(Stored dataset items)
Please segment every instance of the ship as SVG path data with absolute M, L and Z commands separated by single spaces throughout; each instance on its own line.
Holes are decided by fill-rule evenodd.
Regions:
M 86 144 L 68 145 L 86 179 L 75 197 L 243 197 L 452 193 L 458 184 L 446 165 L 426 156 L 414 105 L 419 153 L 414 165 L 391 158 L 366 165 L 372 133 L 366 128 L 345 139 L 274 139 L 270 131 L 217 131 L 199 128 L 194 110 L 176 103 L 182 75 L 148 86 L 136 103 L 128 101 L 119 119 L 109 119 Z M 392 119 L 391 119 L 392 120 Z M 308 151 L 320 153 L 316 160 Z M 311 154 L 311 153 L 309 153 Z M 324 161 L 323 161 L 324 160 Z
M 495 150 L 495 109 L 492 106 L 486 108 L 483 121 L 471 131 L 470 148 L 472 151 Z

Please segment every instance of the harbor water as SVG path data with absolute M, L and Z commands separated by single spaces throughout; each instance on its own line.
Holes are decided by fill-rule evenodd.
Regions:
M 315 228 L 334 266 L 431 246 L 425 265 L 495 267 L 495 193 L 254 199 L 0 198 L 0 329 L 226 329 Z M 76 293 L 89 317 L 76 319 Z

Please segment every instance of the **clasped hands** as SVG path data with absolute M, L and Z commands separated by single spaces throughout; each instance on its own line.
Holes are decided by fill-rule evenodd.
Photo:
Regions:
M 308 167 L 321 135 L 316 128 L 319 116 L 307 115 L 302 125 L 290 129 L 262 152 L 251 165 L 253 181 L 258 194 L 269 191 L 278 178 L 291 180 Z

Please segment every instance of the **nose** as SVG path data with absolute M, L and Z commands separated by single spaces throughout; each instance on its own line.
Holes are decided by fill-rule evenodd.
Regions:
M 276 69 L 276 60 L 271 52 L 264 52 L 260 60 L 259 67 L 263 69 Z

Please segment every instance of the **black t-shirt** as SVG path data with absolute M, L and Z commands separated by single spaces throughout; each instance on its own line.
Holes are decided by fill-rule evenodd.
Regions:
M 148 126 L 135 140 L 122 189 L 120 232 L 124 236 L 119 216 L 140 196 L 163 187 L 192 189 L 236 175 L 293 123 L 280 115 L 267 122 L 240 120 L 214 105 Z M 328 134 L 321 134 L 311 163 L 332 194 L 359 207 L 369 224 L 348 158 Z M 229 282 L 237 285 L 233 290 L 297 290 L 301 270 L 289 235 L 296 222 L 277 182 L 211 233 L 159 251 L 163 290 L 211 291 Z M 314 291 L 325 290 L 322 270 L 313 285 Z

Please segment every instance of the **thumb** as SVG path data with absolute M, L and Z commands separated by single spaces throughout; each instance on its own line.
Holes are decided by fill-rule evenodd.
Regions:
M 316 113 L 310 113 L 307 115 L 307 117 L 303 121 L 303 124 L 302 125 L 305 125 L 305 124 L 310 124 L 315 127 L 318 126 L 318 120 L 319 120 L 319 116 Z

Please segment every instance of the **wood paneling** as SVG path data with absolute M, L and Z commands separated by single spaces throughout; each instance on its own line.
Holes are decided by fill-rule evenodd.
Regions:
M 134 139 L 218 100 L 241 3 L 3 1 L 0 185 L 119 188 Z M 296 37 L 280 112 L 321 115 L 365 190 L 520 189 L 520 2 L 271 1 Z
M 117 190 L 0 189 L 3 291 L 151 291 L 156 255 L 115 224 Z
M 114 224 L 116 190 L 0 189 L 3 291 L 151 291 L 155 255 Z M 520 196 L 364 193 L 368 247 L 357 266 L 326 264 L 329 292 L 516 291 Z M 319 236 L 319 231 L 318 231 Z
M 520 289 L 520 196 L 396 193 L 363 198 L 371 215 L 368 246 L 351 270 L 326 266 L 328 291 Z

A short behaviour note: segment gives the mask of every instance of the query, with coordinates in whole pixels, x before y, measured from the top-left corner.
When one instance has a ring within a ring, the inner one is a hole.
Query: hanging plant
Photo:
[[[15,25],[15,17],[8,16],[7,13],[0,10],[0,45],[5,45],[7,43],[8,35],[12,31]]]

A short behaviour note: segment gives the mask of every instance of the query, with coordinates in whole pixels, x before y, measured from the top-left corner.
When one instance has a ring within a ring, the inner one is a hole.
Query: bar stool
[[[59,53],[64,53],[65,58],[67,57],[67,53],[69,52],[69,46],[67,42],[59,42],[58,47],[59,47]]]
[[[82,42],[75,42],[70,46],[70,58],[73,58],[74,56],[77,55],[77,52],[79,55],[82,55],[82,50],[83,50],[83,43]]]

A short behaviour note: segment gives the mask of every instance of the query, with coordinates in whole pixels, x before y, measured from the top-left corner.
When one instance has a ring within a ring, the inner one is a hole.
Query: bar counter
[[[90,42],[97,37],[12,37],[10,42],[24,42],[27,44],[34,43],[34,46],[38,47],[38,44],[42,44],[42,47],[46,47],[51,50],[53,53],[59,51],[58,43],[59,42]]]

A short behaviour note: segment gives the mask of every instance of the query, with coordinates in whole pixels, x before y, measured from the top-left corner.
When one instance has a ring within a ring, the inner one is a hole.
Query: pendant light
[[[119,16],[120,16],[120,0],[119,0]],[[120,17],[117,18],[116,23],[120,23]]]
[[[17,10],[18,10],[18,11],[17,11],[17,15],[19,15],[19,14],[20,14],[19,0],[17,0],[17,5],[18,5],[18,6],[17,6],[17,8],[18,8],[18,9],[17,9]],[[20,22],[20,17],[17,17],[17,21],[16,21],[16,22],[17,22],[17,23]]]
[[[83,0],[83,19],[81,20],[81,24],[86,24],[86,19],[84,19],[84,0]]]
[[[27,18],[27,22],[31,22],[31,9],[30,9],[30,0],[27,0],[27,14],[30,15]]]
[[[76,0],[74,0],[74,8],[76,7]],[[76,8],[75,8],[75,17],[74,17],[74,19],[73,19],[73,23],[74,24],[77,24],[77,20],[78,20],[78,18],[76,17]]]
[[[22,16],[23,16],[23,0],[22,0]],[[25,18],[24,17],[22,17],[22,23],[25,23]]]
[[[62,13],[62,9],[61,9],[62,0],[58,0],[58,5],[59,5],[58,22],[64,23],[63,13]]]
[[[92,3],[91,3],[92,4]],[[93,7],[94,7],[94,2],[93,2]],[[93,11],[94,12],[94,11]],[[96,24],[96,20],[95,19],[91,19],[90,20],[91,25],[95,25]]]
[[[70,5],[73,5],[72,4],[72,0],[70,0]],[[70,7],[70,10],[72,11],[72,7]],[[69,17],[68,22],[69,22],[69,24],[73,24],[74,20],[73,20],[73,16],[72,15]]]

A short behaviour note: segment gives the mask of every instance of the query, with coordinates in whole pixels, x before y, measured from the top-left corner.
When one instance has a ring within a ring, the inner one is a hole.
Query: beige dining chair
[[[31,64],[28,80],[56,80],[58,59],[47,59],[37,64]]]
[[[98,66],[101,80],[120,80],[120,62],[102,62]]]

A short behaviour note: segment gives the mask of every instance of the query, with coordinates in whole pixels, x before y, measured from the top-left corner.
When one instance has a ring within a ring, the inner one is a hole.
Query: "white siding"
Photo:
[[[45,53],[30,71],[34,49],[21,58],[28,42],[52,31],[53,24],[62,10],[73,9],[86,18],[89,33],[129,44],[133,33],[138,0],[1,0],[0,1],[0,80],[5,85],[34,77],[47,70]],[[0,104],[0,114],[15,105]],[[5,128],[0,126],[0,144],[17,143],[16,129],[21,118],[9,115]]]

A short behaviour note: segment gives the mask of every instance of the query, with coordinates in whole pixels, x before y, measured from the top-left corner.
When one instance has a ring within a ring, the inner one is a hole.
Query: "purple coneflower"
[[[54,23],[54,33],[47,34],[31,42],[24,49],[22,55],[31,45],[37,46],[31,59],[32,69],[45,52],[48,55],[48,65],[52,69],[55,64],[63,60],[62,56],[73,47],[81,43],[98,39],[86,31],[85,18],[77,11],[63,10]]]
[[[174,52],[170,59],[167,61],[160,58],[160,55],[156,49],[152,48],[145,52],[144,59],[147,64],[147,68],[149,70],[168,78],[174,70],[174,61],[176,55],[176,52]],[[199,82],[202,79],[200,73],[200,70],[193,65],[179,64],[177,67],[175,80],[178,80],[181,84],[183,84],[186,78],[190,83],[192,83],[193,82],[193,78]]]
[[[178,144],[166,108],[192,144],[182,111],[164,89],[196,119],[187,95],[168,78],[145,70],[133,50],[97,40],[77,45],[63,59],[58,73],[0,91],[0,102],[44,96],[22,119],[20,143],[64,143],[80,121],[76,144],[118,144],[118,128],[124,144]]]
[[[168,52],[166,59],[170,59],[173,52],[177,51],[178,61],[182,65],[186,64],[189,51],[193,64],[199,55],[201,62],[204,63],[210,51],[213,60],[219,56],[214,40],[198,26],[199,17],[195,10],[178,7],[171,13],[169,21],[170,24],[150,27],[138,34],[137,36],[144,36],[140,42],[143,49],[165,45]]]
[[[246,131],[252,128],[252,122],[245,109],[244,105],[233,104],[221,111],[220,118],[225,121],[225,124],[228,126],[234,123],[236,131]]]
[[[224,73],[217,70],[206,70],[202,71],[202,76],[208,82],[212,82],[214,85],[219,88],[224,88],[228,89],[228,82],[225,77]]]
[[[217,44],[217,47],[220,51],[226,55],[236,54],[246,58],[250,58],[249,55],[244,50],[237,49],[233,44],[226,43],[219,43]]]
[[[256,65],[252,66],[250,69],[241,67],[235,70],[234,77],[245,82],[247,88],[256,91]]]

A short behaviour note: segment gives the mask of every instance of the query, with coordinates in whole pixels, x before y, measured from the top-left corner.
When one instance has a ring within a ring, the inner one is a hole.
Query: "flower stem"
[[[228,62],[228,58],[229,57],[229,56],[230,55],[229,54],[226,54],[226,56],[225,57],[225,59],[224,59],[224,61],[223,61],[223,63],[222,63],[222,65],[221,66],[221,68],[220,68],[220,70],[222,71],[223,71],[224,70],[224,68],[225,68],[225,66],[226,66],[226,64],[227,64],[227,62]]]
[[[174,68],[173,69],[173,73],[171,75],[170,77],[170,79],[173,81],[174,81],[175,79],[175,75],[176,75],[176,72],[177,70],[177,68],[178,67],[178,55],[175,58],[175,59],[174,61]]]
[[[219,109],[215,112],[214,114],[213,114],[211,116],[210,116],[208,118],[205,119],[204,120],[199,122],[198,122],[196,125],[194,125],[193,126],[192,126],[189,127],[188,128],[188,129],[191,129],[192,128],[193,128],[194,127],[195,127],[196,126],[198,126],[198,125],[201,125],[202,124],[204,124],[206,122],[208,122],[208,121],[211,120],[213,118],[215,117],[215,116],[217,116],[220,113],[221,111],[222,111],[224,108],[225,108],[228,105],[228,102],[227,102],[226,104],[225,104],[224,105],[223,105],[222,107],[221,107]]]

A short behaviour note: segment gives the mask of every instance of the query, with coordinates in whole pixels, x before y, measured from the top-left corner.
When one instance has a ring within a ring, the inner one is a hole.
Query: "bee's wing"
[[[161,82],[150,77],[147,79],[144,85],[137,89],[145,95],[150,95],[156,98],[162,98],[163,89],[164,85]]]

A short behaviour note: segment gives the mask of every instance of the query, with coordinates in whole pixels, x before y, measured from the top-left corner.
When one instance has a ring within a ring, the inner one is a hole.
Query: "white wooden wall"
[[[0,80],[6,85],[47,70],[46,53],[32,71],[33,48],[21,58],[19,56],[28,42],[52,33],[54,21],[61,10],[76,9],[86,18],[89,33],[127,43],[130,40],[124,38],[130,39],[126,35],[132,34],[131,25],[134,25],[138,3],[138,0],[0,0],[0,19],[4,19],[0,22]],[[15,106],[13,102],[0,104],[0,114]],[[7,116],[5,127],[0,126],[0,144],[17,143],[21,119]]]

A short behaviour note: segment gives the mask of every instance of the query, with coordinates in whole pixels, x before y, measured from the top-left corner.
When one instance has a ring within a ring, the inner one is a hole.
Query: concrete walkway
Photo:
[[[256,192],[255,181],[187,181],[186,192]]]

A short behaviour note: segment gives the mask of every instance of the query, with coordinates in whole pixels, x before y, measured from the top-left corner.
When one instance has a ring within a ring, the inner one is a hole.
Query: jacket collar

The exercise: Please turn the part of the listing that opens with the line containing "Please segment every instance of the **clasped" and closes with the line containing "M 276 69 L 276" into a Markdown table with columns Number and Record line, one row per line and blank lines omitted. Cover only those lines.

Problem solution:
| Number | Record line |
|---|---|
| 1 | Please segment every instance of the **clasped hands** as SVG path data with absolute M, L and Z commands separated by single spaces throughout; each instance on its own line. |
| 2 | Holes are decided by fill-rule evenodd. |
| 3 | Photo: |
| 4 | Regions: |
| 5 | M 308 167 L 321 135 L 316 128 L 319 116 L 307 115 L 302 125 L 290 129 L 262 152 L 251 165 L 253 181 L 258 194 L 269 191 L 278 178 L 291 180 Z |
| 6 | Please segment every instance of the **nose** as SVG path data with absolute M, L and Z commands separated by single spaces throughout; each instance on its own line. |
| 7 | Holes are decided by fill-rule evenodd. |
| 8 | Regions: |
| 9 | M 276 69 L 276 60 L 271 52 L 264 52 L 260 60 L 259 67 L 263 69 Z |